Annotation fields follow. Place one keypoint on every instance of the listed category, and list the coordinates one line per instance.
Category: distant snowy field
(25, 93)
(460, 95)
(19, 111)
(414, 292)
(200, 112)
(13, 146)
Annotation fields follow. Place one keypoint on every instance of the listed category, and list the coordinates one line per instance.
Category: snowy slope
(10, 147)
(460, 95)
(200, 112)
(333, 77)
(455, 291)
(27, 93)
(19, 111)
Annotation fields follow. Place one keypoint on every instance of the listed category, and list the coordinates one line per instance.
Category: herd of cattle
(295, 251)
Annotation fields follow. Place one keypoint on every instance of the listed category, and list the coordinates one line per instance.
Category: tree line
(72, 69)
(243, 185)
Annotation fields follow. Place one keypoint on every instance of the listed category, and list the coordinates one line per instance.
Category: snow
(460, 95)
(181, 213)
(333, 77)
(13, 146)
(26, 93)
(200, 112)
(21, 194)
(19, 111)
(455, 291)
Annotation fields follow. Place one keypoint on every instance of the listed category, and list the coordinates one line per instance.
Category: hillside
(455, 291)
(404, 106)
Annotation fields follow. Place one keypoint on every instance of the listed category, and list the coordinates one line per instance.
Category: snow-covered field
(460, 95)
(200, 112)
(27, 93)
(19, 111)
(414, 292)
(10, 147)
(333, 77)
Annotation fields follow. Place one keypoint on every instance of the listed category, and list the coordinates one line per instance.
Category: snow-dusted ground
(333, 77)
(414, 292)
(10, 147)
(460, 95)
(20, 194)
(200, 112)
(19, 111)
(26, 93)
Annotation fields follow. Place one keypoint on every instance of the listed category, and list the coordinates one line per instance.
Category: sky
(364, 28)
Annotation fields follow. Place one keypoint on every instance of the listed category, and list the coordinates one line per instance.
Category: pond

▶ **Goal of the exercise**: Reproduce the records above exactly as they appear.

▶ **Output of the exercise**:
Annotation fields follow. Place one keypoint on every instance of the listed category, and list the coordinates one line per instance.
Category: distant snowy field
(25, 93)
(460, 95)
(19, 111)
(414, 292)
(200, 112)
(13, 146)
Annotation fields follow. Place one keypoint on every instance of the listed category, and list the coordinates one line per instance.
Category: snowy slope
(10, 147)
(460, 95)
(200, 112)
(333, 77)
(455, 291)
(27, 93)
(19, 111)
Annotation fields follow. Place one keypoint on every instance of the listed category, and list the coordinates one line per instance.
Category: herd of cattle
(295, 251)
Annotation fields follow. Place one keypoint on every instance of the listed category, and list the coordinates one line per instance.
Category: tree line
(72, 69)
(243, 185)
Annotation fields follow. Place one keypoint on every instance of the listed category, and list the coordinates one line per instance.
Category: snow
(460, 95)
(181, 213)
(333, 77)
(13, 146)
(26, 93)
(200, 112)
(21, 194)
(19, 111)
(455, 291)
Annotation fields follow. Place one keypoint on every instance of the listed category, and list the coordinates one line per instance.
Category: hillside
(455, 291)
(404, 106)
Annotation fields follow. Place one keypoint on every instance of the listed category, and list the coordinates one line per instance.
Category: snow-covered field
(460, 95)
(200, 112)
(27, 93)
(19, 111)
(414, 292)
(10, 147)
(333, 77)
Annotation fields follow. Place one keypoint on every instance of the listed category, and list the coordinates one line per instance.
Category: snow-dusted ground
(333, 77)
(414, 292)
(10, 147)
(460, 95)
(20, 194)
(200, 112)
(19, 111)
(26, 93)
Annotation fields follow. Place one keypoint on every instance of the listed category, and list the coordinates one line per instance.
Category: sky
(364, 28)
Annotation fields follow. Place one keypoint on every instance of the listed category, and list the coordinates one line per instance.
Category: pond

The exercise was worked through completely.